Records to process.
+===+

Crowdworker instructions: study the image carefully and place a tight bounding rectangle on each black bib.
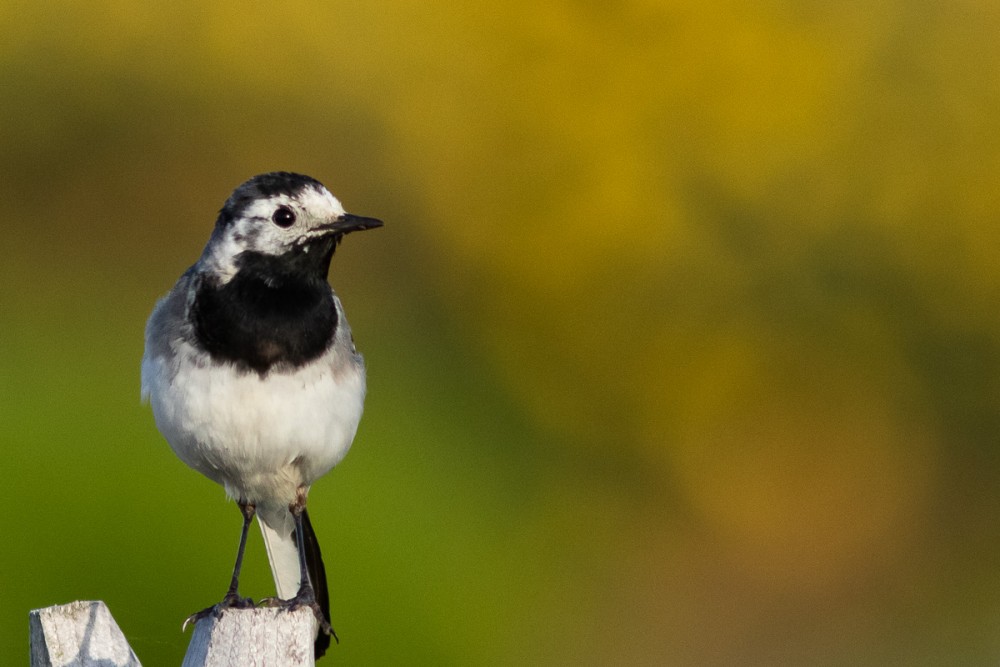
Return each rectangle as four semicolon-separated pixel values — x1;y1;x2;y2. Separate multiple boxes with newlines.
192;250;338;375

+===+

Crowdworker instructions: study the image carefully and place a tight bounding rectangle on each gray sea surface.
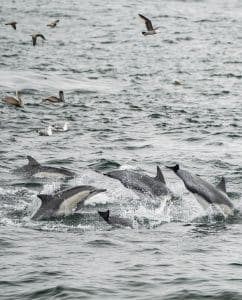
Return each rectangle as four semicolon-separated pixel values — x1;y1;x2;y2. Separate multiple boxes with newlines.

+===+

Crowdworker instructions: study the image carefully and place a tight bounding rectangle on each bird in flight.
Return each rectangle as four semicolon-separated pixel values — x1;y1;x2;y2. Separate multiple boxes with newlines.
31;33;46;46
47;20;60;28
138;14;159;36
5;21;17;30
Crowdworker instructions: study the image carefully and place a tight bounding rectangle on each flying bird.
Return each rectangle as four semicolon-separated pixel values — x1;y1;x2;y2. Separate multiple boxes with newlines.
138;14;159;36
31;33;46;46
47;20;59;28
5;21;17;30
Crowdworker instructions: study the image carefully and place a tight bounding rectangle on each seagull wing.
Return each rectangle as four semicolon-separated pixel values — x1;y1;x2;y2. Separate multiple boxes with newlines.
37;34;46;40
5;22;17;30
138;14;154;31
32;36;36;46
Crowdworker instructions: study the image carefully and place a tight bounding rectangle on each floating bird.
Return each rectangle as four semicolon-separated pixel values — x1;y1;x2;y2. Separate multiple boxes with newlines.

+===+

What is expected. Where does "tight" occur in the data? Copy each line that has it.

The completed task.
Crowdworker instructions: study the image carefully and place a tight bounding rectangle on each black bib.
Crowdworker instructions: study the image carefully and place a tight bounding rectangle on each gray sea surface.
Crowdworker instructions: study the image carefully and place a tight bounding rectangle on each bird in flight.
Crowdworker instructions: study the image carefully and place a tight bounding rectangle on each flying bird.
Crowdworker instructions: study the image carefully and place a tight bounding rectangle on each seagull wing.
Crowdworker instructions: study the image carefully and place a tight bounding rectangle on each floating bird.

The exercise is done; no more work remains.